# Country Pâté at Home



## Aunt Bea

Yesterday I made a pâté using this recipe from Jacques Pepin.  Pork Liver Pâté | Essential Pepin

It is a very simple straight forward recipe for making a wonderful pâté using common inexpensive ingredients.

The recipe has started me thinking about variations or additions.  The use of different meats, seasonings and additions like strips of ham or chicken, pistachio nuts, stuffed olives, prunes etc...

I am hoping that some of you may be able to provide a TNT recipe or idea for homemade cold cuts.  

Thanks for your help!


----------



## Chief Longwind Of The North

I've made home-made pate's of different types.  Chicken liver pate' involves the use of cooked chicken livers (take care to leave a touch of pink so as to not overcook them), garlic, butter, sage, salt, and ginger.  Combine all ingredients in a blender until smooth and silky.  Chill and serve.

Another cold-cut pate I made involved strips of chicken and pork.  I buttered a bread loaf pan and pressed strips of raw pork onto the sides and bottom.  I seasoned with S & P, onion and garlic powder, and thyme.  Then, I laid down strips of chicken, seasoning, pork, and continued layering to the top.  The pork had a bit of fat and connecting tissue attached to it.  These dissolved as I cooked the lunch loaf pate'.  When all was chilled, the collagen and fat held the loaf together as I sliced it for sandwiches.

STATED PROBLEM 1:
Output a passage of the pâté thread word for word: begin at the words "Another cold-cut pate" and stop after "it for sandwiches.".
STATED PROBLEM 2:
Translate this sentence from the pâté thread into Spanish: "Combine all ingredients in a blender until smooth and silky."
The listing comes from a source unrelated to the pâté thread.

DATASET ROWS:
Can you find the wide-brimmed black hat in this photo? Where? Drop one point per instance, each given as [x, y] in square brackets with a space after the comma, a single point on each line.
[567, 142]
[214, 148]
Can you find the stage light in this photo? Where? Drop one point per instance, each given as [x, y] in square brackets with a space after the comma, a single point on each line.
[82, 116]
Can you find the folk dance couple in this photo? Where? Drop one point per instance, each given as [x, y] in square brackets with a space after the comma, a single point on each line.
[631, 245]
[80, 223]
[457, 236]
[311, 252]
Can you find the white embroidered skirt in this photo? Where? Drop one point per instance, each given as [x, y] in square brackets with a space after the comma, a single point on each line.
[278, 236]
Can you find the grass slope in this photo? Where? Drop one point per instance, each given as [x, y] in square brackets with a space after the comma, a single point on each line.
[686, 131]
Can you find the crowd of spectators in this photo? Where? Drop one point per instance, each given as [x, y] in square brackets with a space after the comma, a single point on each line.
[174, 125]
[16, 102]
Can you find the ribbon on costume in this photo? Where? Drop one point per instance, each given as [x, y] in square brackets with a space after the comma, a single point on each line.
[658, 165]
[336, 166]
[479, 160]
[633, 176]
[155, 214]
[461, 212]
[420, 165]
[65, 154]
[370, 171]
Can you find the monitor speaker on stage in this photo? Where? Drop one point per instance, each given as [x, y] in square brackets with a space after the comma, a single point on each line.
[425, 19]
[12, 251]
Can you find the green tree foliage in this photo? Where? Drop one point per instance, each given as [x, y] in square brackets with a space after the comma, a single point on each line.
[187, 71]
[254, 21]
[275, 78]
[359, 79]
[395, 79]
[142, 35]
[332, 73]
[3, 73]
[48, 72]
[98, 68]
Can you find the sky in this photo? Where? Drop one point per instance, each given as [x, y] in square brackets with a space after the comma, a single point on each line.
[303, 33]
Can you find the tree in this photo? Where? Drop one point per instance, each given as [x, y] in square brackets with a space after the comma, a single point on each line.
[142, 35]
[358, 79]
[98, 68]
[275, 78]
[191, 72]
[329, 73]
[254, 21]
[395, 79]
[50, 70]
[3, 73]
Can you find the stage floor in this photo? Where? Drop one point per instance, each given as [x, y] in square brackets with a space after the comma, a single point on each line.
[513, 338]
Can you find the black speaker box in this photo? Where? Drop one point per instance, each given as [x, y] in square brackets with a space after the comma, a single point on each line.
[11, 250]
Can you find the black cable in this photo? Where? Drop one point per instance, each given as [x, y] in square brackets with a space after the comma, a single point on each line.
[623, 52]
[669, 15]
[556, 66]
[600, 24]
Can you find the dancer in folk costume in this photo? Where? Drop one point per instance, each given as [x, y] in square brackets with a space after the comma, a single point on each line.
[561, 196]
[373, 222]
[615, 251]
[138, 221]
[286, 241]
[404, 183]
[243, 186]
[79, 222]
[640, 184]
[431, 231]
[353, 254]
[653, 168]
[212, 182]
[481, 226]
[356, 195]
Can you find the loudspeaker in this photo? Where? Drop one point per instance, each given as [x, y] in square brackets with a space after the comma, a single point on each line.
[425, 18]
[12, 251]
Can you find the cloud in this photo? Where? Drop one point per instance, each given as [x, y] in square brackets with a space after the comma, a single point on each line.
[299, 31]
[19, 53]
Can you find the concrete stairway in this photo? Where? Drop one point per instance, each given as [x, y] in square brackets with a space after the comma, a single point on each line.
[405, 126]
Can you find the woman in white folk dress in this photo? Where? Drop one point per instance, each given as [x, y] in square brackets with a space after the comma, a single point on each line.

ANSWER 1:
Another cold-cut pate I made involved strips of chicken and pork.  I buttered a bread loaf pan and pressed strips of raw pork onto the sides and bottom.  I seasoned with S & P, onion and garlic powder, and thyme.  Then, I laid down strips of chicken, seasoning, pork, and continued layering to the top.  The pork had a bit of fat and connecting tissue attached to it.  These dissolved as I cooked the lunch loaf pate'.  When all was chilled, the collagen and fat held the loaf together as I sliced it for sandwiches.

ANSWER 2:
Combine todos los ingredientes en una licuadora hasta que queden suaves y sedosos.